## What you are asked to do
Please set down the lines of the listing below word for word, leaving the picture out of your copy.

[Stored data entries]
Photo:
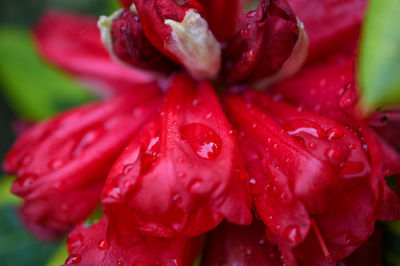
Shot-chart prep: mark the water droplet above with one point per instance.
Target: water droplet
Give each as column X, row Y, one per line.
column 59, row 185
column 332, row 153
column 112, row 192
column 249, row 251
column 27, row 159
column 195, row 102
column 56, row 164
column 292, row 234
column 73, row 259
column 251, row 55
column 350, row 168
column 347, row 98
column 127, row 169
column 102, row 245
column 195, row 186
column 312, row 145
column 177, row 198
column 203, row 140
column 177, row 227
column 334, row 133
column 352, row 146
column 26, row 180
column 67, row 208
column 299, row 127
column 138, row 263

## Final result
Photo:
Shot-chart prep: mark the water droplet above with one point per instance.
Target: water droplet
Give each as column X, row Y, one per line.
column 59, row 185
column 332, row 153
column 112, row 192
column 249, row 251
column 27, row 159
column 195, row 102
column 56, row 164
column 292, row 234
column 73, row 259
column 251, row 55
column 350, row 168
column 347, row 98
column 127, row 169
column 102, row 245
column 195, row 186
column 312, row 145
column 177, row 198
column 203, row 140
column 177, row 227
column 334, row 133
column 352, row 146
column 26, row 180
column 67, row 208
column 299, row 127
column 138, row 263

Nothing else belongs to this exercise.